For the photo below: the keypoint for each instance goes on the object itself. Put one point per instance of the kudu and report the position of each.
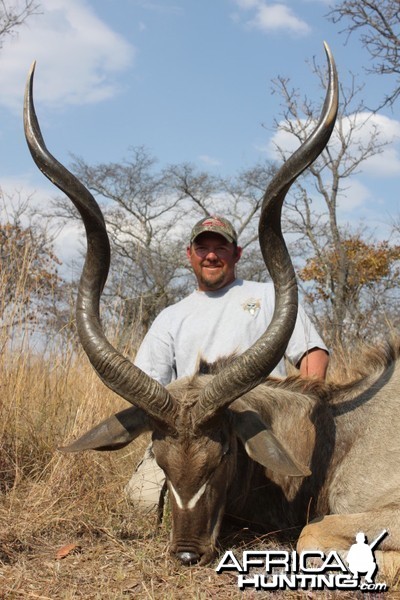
(270, 452)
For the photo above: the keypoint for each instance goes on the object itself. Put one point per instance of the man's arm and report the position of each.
(314, 363)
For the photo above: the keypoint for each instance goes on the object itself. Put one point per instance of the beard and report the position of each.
(213, 282)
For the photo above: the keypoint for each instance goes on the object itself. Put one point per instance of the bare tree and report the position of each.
(378, 22)
(30, 286)
(13, 14)
(312, 210)
(149, 214)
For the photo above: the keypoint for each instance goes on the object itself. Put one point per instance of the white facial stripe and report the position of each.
(176, 495)
(193, 501)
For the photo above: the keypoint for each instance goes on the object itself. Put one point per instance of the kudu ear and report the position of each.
(113, 433)
(264, 447)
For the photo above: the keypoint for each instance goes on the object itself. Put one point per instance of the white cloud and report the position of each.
(78, 56)
(268, 17)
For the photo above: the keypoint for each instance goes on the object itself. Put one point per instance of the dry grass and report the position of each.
(74, 504)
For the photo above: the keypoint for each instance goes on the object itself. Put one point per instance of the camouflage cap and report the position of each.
(215, 225)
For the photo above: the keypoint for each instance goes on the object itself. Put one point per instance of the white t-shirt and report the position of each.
(211, 325)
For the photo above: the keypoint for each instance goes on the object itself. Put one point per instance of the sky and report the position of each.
(190, 80)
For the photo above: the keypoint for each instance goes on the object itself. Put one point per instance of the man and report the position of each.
(222, 316)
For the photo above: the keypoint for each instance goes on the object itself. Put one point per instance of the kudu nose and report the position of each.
(188, 558)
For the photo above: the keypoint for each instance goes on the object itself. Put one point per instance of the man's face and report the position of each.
(213, 260)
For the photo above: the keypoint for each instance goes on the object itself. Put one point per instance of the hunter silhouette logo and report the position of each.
(307, 570)
(361, 559)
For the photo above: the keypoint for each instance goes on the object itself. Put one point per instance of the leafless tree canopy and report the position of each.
(14, 14)
(378, 23)
(326, 251)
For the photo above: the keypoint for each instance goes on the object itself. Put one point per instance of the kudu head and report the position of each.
(198, 422)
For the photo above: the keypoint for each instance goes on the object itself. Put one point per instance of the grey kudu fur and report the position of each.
(176, 417)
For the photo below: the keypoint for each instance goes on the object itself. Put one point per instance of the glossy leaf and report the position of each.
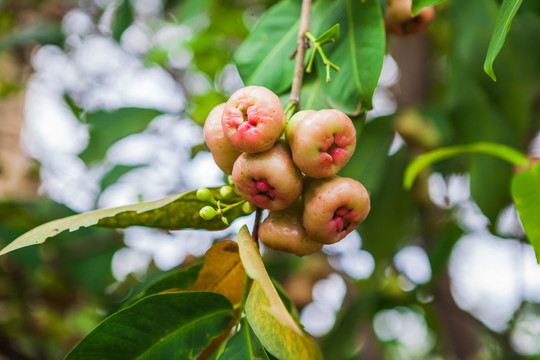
(106, 128)
(179, 211)
(498, 150)
(526, 195)
(266, 313)
(507, 12)
(162, 326)
(418, 5)
(359, 51)
(313, 96)
(278, 339)
(222, 272)
(264, 57)
(244, 345)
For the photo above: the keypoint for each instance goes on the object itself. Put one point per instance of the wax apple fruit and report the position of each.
(321, 141)
(222, 151)
(283, 230)
(253, 119)
(268, 179)
(333, 208)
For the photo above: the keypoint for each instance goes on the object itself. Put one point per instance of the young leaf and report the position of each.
(507, 12)
(162, 326)
(179, 211)
(526, 194)
(359, 51)
(497, 150)
(418, 5)
(222, 272)
(263, 59)
(329, 35)
(266, 313)
(244, 345)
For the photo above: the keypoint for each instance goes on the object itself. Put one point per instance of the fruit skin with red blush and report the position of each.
(283, 230)
(222, 151)
(253, 119)
(398, 19)
(269, 179)
(321, 142)
(333, 208)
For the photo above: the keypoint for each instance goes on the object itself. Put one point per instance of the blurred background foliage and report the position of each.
(442, 271)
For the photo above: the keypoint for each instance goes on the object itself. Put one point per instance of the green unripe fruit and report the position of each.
(204, 195)
(208, 213)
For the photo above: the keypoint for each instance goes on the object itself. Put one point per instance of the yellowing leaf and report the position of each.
(266, 313)
(222, 272)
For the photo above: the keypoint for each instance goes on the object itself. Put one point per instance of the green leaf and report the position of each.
(106, 128)
(263, 59)
(266, 313)
(179, 211)
(161, 326)
(329, 35)
(359, 51)
(497, 150)
(507, 12)
(244, 345)
(418, 5)
(123, 18)
(176, 280)
(526, 194)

» **TASK ITEM**:
Exact copies of all the entries are needed; output them without the pictures.

» **YOUR SOLUTION**:
For the photo below: the keypoint for each instance goes on the object itself. Put one point per instance of the kudu and report the position of each.
(270, 452)
For the photo above: the keypoint for each instance goes on the object itself. Put one point per instance of the man's arm and report the position of each.
(314, 363)
For the photo above: the keypoint for each instance goes on the object itself. Put one point per instance of the beard and report the position of each.
(213, 282)
For the photo above: the keypoint for each instance goes on the object itself. Put one point per instance of the bare tree and report the position of each.
(378, 22)
(30, 286)
(13, 14)
(312, 210)
(149, 214)
For the photo above: the keypoint for each instance goes on the object itself. Put one point per instance of the white facial stripe and report the position of each.
(176, 495)
(193, 501)
For the photo above: the keypoint for each instance goes on the object itself. Put one point per instance of the kudu ear and report the position of each.
(113, 433)
(264, 447)
For the photo above: the keypoint for each instance goes on the object itself. Put one point per instance of the white cloud and report the position of each.
(78, 56)
(268, 17)
For the photo above: the keypoint for each instance goes on the object itself. Put one point per instance of the dry grass and report the position of each.
(74, 504)
For the photo above: the keypoint for each instance goes on the object itself. Put one point per instance of the camouflage cap and report the position of each.
(215, 225)
For the photo above: the keypoint for each instance goes on the object itself. Put one point per instance of the white t-shirt and report the position of each.
(211, 325)
For the photo above: the keypoint for each instance goes on the object itself. Put one point per instance of the sky and report the position of each.
(190, 80)
For the photo above: the keypoint for each instance goes on the object itself. Put one point per instance of the man and report the position of each.
(222, 316)
For the photo above: the keypoint for each instance goes on the object itself. Put one point per instance of the kudu nose and report the position of each.
(188, 558)
For the photo above: the keypoint for each instance goes on the object itself. Put one point per instance of the man's face and report the position of each.
(213, 260)
For the photo above: the keypoint for each instance goes on the object itself. Put one point per instance of the hunter silhouette logo and report the position of each.
(307, 570)
(361, 559)
For the photo above: the keypoint for each instance goes on the object itself. Put one point per instance of the leafless tree canopy and report the position of each.
(14, 14)
(378, 23)
(326, 251)
For the photo above: the keypoint for each instance goes on the object itself. Put one point per instance of the kudu head and report the position of each.
(198, 422)
For the photo above: the keypoint for each instance goes on the object itself. Put one point per instance of the grey kudu fur and report the position of each.
(176, 417)
For the photo below: the keypoint for each instance goes on the object itself. Put one point per instance of the glossy leaf and report the position of each.
(106, 128)
(179, 211)
(498, 150)
(526, 195)
(266, 313)
(507, 12)
(162, 326)
(418, 5)
(359, 51)
(313, 96)
(278, 339)
(222, 272)
(264, 57)
(244, 345)
For the photo above: the keypoint for each instance goes on the object itself. Put one point per instance of the wax apple fruit and report the position of each.
(321, 141)
(222, 151)
(283, 230)
(253, 119)
(268, 179)
(333, 208)
For the photo above: the keypoint for each instance goes on the object itself. Put one point per instance of the young leaf and report the position of each.
(507, 12)
(162, 326)
(179, 211)
(526, 194)
(359, 51)
(497, 150)
(418, 5)
(222, 272)
(263, 59)
(329, 35)
(266, 313)
(244, 345)
For the photo above: the keypoint for each instance goes on the object itself. Put one point per instance of the fruit skin with red blush and report the position of each.
(283, 230)
(222, 151)
(253, 119)
(398, 19)
(269, 179)
(321, 142)
(333, 208)
For the photo above: the keypoint for each instance goes on the object itself. Put one point per instance of the blurred background foliage and report the position of each.
(442, 271)
For the photo above: the keypoint for each instance goes on the object itself. Put one point per instance of the green unripe fruit and report the position of each.
(204, 195)
(208, 213)
For the photo above: the keypoint for each instance goes on the object itself. Put one point per instance of the yellowing leaf and report the position of each.
(266, 313)
(222, 272)
For the photo above: the keypoint for each instance goes on the object itself. Put one point per instance of the green leaf and report the position of each.
(106, 128)
(263, 59)
(266, 313)
(179, 211)
(161, 326)
(329, 35)
(359, 51)
(497, 150)
(507, 12)
(244, 345)
(418, 5)
(123, 18)
(176, 280)
(526, 194)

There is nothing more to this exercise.